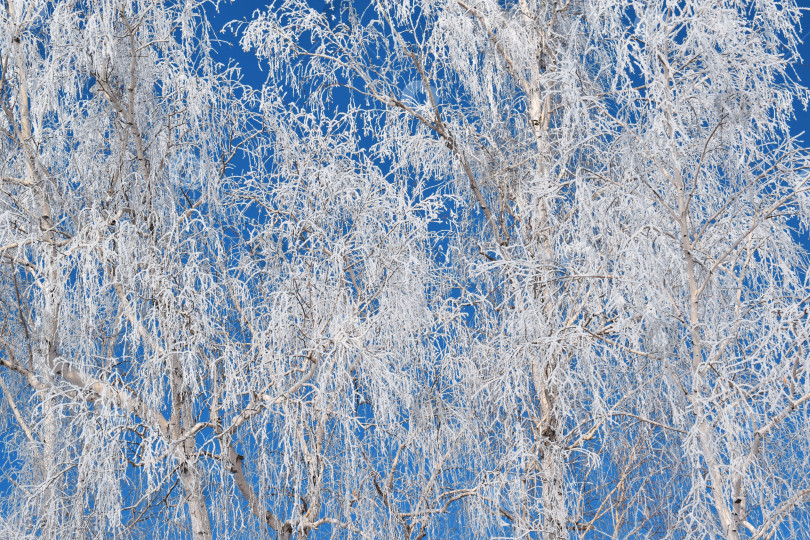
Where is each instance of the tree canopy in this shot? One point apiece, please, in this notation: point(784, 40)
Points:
point(456, 268)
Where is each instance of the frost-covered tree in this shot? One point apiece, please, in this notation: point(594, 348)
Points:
point(460, 268)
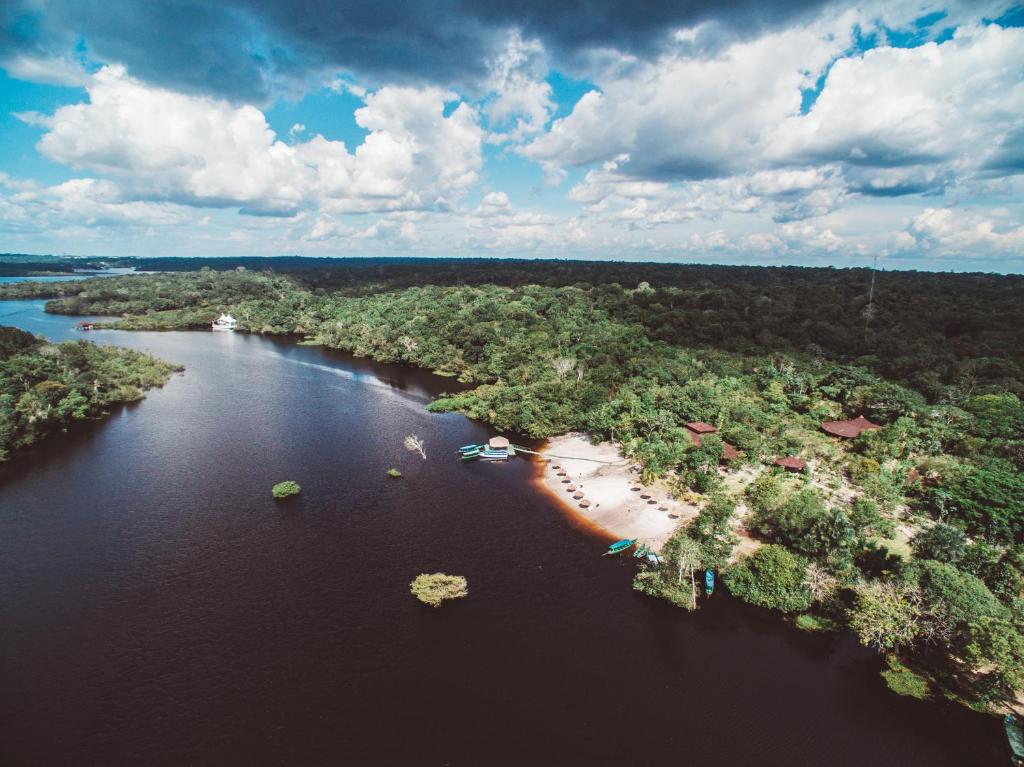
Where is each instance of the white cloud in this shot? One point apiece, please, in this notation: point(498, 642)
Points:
point(523, 101)
point(165, 145)
point(957, 233)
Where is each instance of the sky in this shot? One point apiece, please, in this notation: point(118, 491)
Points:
point(793, 132)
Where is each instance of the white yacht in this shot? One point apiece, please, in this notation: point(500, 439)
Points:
point(224, 322)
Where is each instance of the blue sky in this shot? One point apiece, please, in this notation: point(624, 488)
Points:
point(804, 132)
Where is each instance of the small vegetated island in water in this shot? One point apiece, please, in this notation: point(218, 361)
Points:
point(286, 489)
point(436, 588)
point(46, 387)
point(910, 535)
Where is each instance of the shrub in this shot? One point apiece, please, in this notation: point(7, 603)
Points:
point(902, 681)
point(286, 489)
point(435, 588)
point(771, 578)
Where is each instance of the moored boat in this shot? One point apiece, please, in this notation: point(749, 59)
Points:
point(1015, 739)
point(621, 546)
point(224, 322)
point(494, 455)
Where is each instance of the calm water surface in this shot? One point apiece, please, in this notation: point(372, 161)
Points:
point(157, 606)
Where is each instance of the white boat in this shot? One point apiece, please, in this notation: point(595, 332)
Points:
point(224, 322)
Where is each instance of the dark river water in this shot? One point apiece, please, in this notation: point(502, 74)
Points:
point(158, 607)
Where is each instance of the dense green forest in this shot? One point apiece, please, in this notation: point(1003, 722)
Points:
point(45, 387)
point(911, 535)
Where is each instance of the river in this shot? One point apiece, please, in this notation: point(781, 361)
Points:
point(158, 607)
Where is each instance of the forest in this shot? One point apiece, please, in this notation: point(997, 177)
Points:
point(47, 387)
point(910, 535)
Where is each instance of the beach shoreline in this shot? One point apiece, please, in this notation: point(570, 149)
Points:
point(606, 495)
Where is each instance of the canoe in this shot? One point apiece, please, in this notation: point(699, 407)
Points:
point(1015, 739)
point(621, 546)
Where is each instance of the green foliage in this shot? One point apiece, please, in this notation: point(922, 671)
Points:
point(941, 542)
point(542, 348)
point(903, 681)
point(435, 588)
point(886, 615)
point(46, 387)
point(773, 578)
point(673, 580)
point(996, 648)
point(987, 498)
point(868, 521)
point(713, 530)
point(286, 489)
point(953, 598)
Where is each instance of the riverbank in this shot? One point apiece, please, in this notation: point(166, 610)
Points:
point(597, 484)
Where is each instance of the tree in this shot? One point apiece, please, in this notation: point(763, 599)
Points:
point(996, 650)
point(773, 578)
point(435, 588)
point(953, 599)
point(286, 489)
point(868, 520)
point(886, 615)
point(415, 444)
point(941, 542)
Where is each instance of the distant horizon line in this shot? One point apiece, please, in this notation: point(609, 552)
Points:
point(885, 266)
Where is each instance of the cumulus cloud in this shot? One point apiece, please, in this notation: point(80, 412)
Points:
point(165, 145)
point(250, 49)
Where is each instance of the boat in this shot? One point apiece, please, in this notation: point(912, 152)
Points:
point(489, 455)
point(224, 322)
point(621, 546)
point(1015, 739)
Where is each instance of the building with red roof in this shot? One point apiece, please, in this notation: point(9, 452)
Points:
point(848, 429)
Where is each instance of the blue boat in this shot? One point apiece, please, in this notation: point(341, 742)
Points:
point(621, 546)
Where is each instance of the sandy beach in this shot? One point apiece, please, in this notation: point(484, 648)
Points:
point(606, 491)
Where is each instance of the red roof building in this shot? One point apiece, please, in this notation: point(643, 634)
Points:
point(849, 429)
point(699, 427)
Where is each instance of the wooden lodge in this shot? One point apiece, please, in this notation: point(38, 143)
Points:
point(848, 429)
point(697, 428)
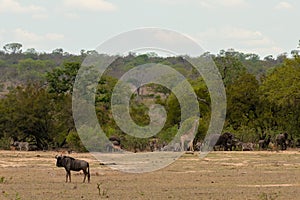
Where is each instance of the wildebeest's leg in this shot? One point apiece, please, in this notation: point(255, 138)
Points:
point(68, 174)
point(85, 173)
point(88, 173)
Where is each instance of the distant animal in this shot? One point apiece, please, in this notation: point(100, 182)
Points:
point(189, 137)
point(264, 142)
point(226, 141)
point(247, 146)
point(72, 164)
point(281, 140)
point(21, 145)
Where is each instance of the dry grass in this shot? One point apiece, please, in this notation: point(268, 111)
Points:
point(221, 175)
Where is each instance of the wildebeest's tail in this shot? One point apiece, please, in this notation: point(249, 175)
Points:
point(88, 172)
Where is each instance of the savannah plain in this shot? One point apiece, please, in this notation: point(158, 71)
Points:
point(262, 175)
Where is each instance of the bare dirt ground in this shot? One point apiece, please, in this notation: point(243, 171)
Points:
point(220, 175)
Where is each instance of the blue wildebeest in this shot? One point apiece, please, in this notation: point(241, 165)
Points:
point(281, 140)
point(21, 145)
point(72, 164)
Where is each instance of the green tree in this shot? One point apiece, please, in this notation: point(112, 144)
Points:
point(61, 79)
point(242, 101)
point(13, 48)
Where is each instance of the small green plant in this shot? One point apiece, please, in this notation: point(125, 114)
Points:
point(2, 179)
point(18, 196)
point(104, 191)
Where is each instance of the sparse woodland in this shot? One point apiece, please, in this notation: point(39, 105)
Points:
point(263, 95)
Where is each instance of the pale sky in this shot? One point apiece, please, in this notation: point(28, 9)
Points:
point(263, 27)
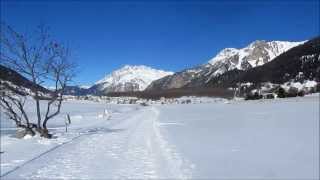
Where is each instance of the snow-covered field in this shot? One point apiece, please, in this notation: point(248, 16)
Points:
point(235, 140)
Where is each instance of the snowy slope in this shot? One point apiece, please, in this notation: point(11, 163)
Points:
point(255, 54)
point(129, 78)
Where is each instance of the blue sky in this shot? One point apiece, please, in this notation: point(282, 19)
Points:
point(169, 35)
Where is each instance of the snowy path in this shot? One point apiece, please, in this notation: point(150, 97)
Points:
point(121, 148)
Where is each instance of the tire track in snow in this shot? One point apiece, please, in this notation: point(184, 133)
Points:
point(175, 163)
point(140, 151)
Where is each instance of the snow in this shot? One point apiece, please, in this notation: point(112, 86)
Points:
point(222, 139)
point(300, 86)
point(142, 75)
point(273, 49)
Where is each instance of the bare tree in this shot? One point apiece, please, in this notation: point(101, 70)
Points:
point(42, 61)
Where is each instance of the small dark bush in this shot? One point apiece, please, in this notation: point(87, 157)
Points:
point(254, 96)
point(281, 93)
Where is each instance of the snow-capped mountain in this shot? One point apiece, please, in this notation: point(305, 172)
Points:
point(255, 54)
point(129, 78)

--*--

**WHAT YOU HAVE TO DO**
Render every line of the rows above as a Markdown table with the columns Number and Line, numbering the lines in order and skipping any blank ones. Leave the pictures out.

**REPLY TO THE EXERCISE**
| Number | Line |
|---|---|
| 1 | Where is each instance of the tree canopy in this shot? One point apiece, please, in this notation: point(784, 40) |
| 2 | Points: |
| 3 | point(456, 268) |
| 4 | Where is each instance of the frost-covered tree in this shot? One point apiece, please, in this notation: point(594, 348) |
| 5 | Points: |
| 6 | point(460, 268) |
| 7 | Where is each instance of the white cloud in this shot? One point apiece, please, in this notation: point(498, 642) |
| 8 | Points: |
| 9 | point(523, 101) |
| 10 | point(165, 145) |
| 11 | point(957, 233) |
| 12 | Where is each instance of the sky in this shot? One point apiece, please, in this notation: point(118, 491) |
| 13 | Points: |
| 14 | point(793, 132) |
| 15 | Where is each instance of the white yacht in this shot? One point apiece, please, in this notation: point(500, 439) |
| 16 | Points: |
| 17 | point(224, 322) |
| 18 | Where is each instance of the blue sky in this shot? One point apiece, please, in this notation: point(624, 488) |
| 19 | Points: |
| 20 | point(804, 132) |
| 21 | Where is each instance of the small vegetated island in water in this shot? One point apiece, please, in this notation: point(218, 361) |
| 22 | Points: |
| 23 | point(286, 489) |
| 24 | point(436, 588) |
| 25 | point(46, 387) |
| 26 | point(910, 535) |
| 27 | Where is each instance of the shrub in this shot? One point apiece, please, in this notation: point(7, 603) |
| 28 | Points: |
| 29 | point(902, 681) |
| 30 | point(286, 489) |
| 31 | point(435, 588) |
| 32 | point(771, 578) |
| 33 | Where is each instance of the moored boat in this shot? One point apiece, please, in this notation: point(749, 59) |
| 34 | Points: |
| 35 | point(1015, 739) |
| 36 | point(621, 546) |
| 37 | point(224, 322) |
| 38 | point(494, 455) |
| 39 | Where is each instance of the calm water surface in this shot? One point apiece, please, in this notation: point(372, 161) |
| 40 | Points: |
| 41 | point(157, 606) |
| 42 | Where is each instance of the white boat in this shot? One point apiece, please, in this notation: point(595, 332) |
| 43 | Points: |
| 44 | point(224, 322) |
| 45 | Where is each instance of the dark river water in this shot? One point apiece, please, in this notation: point(502, 74) |
| 46 | Points: |
| 47 | point(158, 607) |
| 48 | Where is each instance of the dense green forest in this shot? One point apiece, please, in this notation: point(1003, 722) |
| 49 | Points: |
| 50 | point(45, 387) |
| 51 | point(911, 535) |
| 52 | Where is each instance of the river in this shot? One point apiece, please, in this notation: point(781, 361) |
| 53 | Points: |
| 54 | point(158, 607) |
| 55 | Where is each instance of the forest in this shot? One point apiece, please, in this notation: point(997, 177) |
| 56 | Points: |
| 57 | point(47, 387) |
| 58 | point(910, 535) |
| 59 | Where is each instance of the beach shoreline in this shot? One point apiece, please, in this notation: point(570, 149) |
| 60 | Points: |
| 61 | point(606, 495) |
| 62 | Where is each instance of the canoe in this shot? One point apiece, please, in this notation: point(699, 407) |
| 63 | Points: |
| 64 | point(1015, 739) |
| 65 | point(621, 546) |
| 66 | Where is each instance of the green foliage in this shot? One point apiece, please, in this notation: point(922, 671) |
| 67 | Points: |
| 68 | point(941, 542) |
| 69 | point(542, 348) |
| 70 | point(903, 681) |
| 71 | point(435, 588) |
| 72 | point(886, 615) |
| 73 | point(46, 387) |
| 74 | point(773, 578) |
| 75 | point(673, 580) |
| 76 | point(996, 648) |
| 77 | point(987, 498) |
| 78 | point(868, 521) |
| 79 | point(713, 530) |
| 80 | point(286, 489) |
| 81 | point(953, 598) |
| 82 | Where is each instance of the riverbank in this shot? One point apiece, please, in this notation: point(166, 610) |
| 83 | Points: |
| 84 | point(597, 484) |
| 85 | Where is each instance of the tree in this shot? One point apiece, please, in this notation: point(763, 599) |
| 86 | Points: |
| 87 | point(996, 650) |
| 88 | point(773, 578) |
| 89 | point(435, 588) |
| 90 | point(953, 599) |
| 91 | point(286, 489) |
| 92 | point(868, 520) |
| 93 | point(886, 615) |
| 94 | point(415, 444) |
| 95 | point(941, 542) |
| 96 | Where is each instance of the distant horizon line in this shot? One point apiece, please, in this notation: point(609, 552) |
| 97 | Points: |
| 98 | point(885, 266) |
| 99 | Where is each instance of the cumulus cloud in this shot? One point apiece, please, in this notation: point(80, 412) |
| 100 | Points: |
| 101 | point(165, 145) |
| 102 | point(250, 49) |
| 103 | Where is each instance of the boat in this shot? One point apiece, please, in this notation: point(912, 152) |
| 104 | Points: |
| 105 | point(489, 455) |
| 106 | point(224, 322) |
| 107 | point(621, 546) |
| 108 | point(1015, 739) |
| 109 | Where is each instance of the building with red roof in this shot? One point apiece, please, in this notation: point(9, 452) |
| 110 | Points: |
| 111 | point(848, 429) |
| 112 | Where is each instance of the blue boat in this shot? One point apiece, please, in this notation: point(341, 742) |
| 113 | Points: |
| 114 | point(621, 546) |
| 115 | Where is each instance of the sandy beach in this shot? One point apiece, please, in this notation: point(484, 648) |
| 116 | Points: |
| 117 | point(606, 491) |
| 118 | Where is each instance of the red roof building in this shot? One point apiece, please, in this notation: point(643, 634) |
| 119 | Points: |
| 120 | point(849, 429) |
| 121 | point(699, 427) |
| 122 | Where is each instance of the wooden lodge in this shot? One point apiece, please, in this notation: point(38, 143) |
| 123 | Points: |
| 124 | point(848, 429) |
| 125 | point(697, 428) |
| 126 | Where is each instance of the wildebeest's leg in this shot? One point apiece, please, in this notation: point(255, 138) |
| 127 | Points: |
| 128 | point(68, 174) |
| 129 | point(85, 173) |
| 130 | point(88, 173) |
| 131 | Where is each instance of the distant animal in this shot? One point apiece, please, in this notation: point(100, 182) |
| 132 | Points: |
| 133 | point(189, 137) |
| 134 | point(264, 142) |
| 135 | point(226, 141) |
| 136 | point(247, 146) |
| 137 | point(72, 164) |
| 138 | point(281, 140) |
| 139 | point(21, 145) |
| 140 | Where is each instance of the dry grass in this shot? One point apiece, please, in this notation: point(268, 111) |
| 141 | Points: |
| 142 | point(221, 175) |
| 143 | Where is each instance of the wildebeest's tail in this shot? One point apiece, please, in this notation: point(249, 175) |
| 144 | Points: |
| 145 | point(88, 172) |
| 146 | Where is each instance of the savannah plain in this shot? One point apiece, please, in this notation: point(158, 71) |
| 147 | Points: |
| 148 | point(262, 175) |
| 149 | Where is each instance of the bare dirt ground in this shot? One point apiece, please, in this notation: point(243, 171) |
| 150 | Points: |
| 151 | point(220, 175) |
| 152 | Where is each instance of the blue wildebeest in this shot? One point apiece, please, in this notation: point(241, 165) |
| 153 | Points: |
| 154 | point(281, 140) |
| 155 | point(21, 145) |
| 156 | point(72, 164) |
| 157 | Where is each instance of the green tree in this shot? One point apiece, please, in this notation: point(112, 144) |
| 158 | Points: |
| 159 | point(61, 79) |
| 160 | point(242, 101) |
| 161 | point(13, 48) |
| 162 | Where is each instance of the small green plant in this shot? One point apiece, please, in this notation: point(125, 114) |
| 163 | Points: |
| 164 | point(2, 179) |
| 165 | point(18, 196) |
| 166 | point(104, 191) |
| 167 | Where is each instance of the sparse woodland in this shot? One point apiece, please, in this notation: point(39, 105) |
| 168 | Points: |
| 169 | point(263, 95) |
| 170 | Where is each instance of the pale sky in this shot? One point apiece, please, in this notation: point(28, 9) |
| 171 | Points: |
| 172 | point(263, 27) |
| 173 | Where is each instance of the snow-covered field in this shot? One point apiece, please, in this notation: point(248, 16) |
| 174 | Points: |
| 175 | point(235, 140) |
| 176 | Where is each instance of the snowy slope in this shot? One point apiece, please, in this notation: point(11, 163) |
| 177 | Points: |
| 178 | point(255, 54) |
| 179 | point(129, 78) |
| 180 | Where is each instance of the blue sky in this shot? One point apiece, please, in this notation: point(282, 19) |
| 181 | Points: |
| 182 | point(169, 35) |
| 183 | Where is each instance of the snowy path in this shot? One point apiece, please, in this notation: point(150, 97) |
| 184 | Points: |
| 185 | point(121, 148) |
| 186 | Where is each instance of the tire track in snow in this shot? One point apiece, please, in this notation: point(184, 133) |
| 187 | Points: |
| 188 | point(175, 163) |
| 189 | point(140, 151) |
| 190 | Where is each instance of the snow in this shot? One point apiece, please, in this notation: point(112, 86) |
| 191 | Points: |
| 192 | point(222, 139) |
| 193 | point(300, 86) |
| 194 | point(142, 75) |
| 195 | point(273, 49) |
| 196 | Where is each instance of the bare tree in this shot? One point apiece, please, in this notation: point(101, 70) |
| 197 | Points: |
| 198 | point(42, 61) |
| 199 | Where is each instance of the small dark bush in this shot? One point apiece, please, in this notation: point(87, 157) |
| 200 | Points: |
| 201 | point(254, 96) |
| 202 | point(281, 93) |
| 203 | Where is each instance of the snow-capped mountain in this shot? One point apiece, please, in this notation: point(305, 172) |
| 204 | Points: |
| 205 | point(255, 54) |
| 206 | point(129, 78) |